─── MATERIALS PROVIDED ───

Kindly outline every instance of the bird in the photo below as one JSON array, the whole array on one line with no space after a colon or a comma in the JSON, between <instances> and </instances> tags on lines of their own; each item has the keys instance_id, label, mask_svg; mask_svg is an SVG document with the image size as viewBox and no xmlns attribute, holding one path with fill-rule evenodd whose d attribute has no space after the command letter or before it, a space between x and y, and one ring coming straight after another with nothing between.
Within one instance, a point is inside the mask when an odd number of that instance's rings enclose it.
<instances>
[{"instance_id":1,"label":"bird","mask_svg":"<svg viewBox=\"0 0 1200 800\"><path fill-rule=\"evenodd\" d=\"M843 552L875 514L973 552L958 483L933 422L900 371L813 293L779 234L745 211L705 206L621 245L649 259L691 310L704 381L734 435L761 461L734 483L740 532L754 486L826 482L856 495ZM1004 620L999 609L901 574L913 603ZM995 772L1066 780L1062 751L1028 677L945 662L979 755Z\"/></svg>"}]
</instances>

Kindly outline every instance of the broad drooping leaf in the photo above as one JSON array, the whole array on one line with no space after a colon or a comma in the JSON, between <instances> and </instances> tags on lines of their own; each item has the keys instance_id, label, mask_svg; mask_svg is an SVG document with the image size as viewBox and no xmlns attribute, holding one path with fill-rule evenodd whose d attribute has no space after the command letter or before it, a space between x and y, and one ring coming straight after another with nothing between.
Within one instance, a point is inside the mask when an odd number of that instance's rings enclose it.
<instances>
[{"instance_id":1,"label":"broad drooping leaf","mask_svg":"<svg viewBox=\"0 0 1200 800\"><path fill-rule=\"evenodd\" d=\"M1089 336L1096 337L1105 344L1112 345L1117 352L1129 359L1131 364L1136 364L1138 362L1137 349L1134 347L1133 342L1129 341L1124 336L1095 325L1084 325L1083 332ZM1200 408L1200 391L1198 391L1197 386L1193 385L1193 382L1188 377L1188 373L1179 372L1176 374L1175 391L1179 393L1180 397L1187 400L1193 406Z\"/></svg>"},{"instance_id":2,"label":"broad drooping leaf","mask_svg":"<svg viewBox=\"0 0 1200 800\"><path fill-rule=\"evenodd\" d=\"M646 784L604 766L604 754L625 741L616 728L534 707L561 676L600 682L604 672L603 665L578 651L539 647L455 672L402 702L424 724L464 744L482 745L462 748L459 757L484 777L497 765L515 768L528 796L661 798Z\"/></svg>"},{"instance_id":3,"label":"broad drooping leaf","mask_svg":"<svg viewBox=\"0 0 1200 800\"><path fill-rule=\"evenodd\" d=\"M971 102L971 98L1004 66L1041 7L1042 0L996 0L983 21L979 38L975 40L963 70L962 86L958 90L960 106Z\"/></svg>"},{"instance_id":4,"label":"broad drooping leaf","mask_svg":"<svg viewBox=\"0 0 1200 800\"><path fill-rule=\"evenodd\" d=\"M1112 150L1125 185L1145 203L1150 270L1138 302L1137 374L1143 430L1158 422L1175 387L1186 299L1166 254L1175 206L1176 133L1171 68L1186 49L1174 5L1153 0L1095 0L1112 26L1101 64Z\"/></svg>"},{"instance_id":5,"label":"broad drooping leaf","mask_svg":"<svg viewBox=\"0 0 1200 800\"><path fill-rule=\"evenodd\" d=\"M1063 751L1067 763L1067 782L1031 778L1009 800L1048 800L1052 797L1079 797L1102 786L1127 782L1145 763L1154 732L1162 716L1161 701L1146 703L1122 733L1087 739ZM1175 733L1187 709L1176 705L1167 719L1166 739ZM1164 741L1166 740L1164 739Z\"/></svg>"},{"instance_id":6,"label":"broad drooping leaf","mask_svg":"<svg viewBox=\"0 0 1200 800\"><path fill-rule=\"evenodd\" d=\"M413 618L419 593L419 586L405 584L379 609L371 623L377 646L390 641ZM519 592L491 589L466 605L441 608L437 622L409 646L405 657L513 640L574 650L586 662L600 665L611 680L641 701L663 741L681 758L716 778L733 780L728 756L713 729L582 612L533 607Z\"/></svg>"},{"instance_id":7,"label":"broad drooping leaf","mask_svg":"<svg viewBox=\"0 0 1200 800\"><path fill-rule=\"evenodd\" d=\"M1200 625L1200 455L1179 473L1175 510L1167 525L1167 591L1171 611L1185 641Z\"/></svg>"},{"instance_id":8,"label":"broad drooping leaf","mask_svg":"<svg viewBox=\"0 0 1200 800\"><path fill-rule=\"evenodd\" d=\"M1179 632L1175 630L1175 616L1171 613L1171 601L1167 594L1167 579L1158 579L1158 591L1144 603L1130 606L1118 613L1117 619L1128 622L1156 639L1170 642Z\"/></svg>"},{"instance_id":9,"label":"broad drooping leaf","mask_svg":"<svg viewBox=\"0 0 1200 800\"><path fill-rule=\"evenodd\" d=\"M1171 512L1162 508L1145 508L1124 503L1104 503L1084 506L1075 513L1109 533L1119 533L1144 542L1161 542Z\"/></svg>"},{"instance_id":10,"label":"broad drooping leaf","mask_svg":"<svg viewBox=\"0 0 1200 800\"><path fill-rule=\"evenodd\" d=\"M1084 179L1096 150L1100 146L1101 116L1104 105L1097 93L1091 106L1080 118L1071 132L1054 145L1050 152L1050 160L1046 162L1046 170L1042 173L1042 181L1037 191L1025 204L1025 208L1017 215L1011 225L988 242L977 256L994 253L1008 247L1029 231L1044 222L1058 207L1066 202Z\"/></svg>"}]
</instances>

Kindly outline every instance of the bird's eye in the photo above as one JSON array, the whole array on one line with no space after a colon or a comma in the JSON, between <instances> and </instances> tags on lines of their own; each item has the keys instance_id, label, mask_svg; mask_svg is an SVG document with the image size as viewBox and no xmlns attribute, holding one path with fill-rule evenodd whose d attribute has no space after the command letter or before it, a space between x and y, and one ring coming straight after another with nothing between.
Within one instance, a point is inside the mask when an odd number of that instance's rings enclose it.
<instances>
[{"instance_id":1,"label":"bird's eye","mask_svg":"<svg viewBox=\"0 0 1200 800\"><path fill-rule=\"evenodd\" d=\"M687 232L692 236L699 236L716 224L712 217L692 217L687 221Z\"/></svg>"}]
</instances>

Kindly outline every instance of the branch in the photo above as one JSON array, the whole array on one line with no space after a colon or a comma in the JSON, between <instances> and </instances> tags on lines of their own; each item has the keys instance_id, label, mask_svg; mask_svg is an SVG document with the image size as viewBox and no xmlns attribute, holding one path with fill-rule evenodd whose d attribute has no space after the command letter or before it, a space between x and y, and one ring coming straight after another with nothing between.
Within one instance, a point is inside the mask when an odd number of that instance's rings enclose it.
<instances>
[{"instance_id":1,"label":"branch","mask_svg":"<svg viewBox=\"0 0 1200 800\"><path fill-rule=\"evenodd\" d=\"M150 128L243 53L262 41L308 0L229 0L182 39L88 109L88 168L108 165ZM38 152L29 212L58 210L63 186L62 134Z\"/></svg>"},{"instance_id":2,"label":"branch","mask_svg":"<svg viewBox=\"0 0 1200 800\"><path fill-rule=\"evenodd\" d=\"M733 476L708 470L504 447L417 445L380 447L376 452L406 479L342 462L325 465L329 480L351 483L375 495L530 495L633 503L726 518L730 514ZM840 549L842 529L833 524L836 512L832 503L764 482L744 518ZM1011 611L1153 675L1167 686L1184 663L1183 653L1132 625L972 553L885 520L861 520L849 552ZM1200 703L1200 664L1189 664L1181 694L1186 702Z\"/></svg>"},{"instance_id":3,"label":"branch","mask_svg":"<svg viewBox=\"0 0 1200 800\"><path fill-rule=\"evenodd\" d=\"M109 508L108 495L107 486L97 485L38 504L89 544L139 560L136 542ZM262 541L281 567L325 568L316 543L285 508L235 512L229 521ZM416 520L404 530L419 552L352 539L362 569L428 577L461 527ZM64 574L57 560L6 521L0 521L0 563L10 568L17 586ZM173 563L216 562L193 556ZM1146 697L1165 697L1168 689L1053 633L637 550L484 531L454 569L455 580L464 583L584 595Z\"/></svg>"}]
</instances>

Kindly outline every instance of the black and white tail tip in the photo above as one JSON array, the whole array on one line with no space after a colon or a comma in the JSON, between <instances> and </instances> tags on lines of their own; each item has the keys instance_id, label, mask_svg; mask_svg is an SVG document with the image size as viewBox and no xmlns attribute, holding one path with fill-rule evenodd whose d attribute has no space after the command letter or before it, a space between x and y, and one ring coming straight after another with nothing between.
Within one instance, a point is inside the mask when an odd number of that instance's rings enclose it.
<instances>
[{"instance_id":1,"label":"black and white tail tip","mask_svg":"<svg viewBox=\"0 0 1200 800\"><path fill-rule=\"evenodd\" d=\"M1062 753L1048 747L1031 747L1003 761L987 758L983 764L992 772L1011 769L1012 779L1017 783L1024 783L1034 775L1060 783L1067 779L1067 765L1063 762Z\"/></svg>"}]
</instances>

───

• ACTIVITY
Within the material above, copy exactly the lines from the line that holds "Kindly outline every instance of the bird's" up to and including the line that holds "Kindly outline every instance of the branch".

• WRITTEN SOLUTION
Kindly outline every instance of the bird's eye in the photo above as one JSON array, the whole array on one line with no space after a colon or a comma in the JSON, between <instances> and </instances> tags on lines of their own; each item has the keys instance_id, label, mask_svg; mask_svg is an SVG document with the image size as viewBox and no xmlns attribute, holding one path with fill-rule evenodd whose d attribute has no space after the command letter or before it, a space between x and y, and one ring coming straight after another with nothing between.
Within one instance, a point is inside the mask when an odd number of that instance's rings enclose it.
<instances>
[{"instance_id":1,"label":"bird's eye","mask_svg":"<svg viewBox=\"0 0 1200 800\"><path fill-rule=\"evenodd\" d=\"M687 232L692 236L699 236L716 224L712 217L692 217L687 221Z\"/></svg>"}]
</instances>

Kindly outline every instance of the branch in the photo above as one JSON array, the whole array on one line with no space after a colon or a comma in the JSON, between <instances> and </instances> tags on lines of their own; each item has the keys instance_id, label, mask_svg; mask_svg is an SVG document with the image size as viewBox and no xmlns attribute, holding one path with fill-rule evenodd whose d attribute has no space after the command letter or before it, a space between x and y, and one ring coming straight after another with nothing between.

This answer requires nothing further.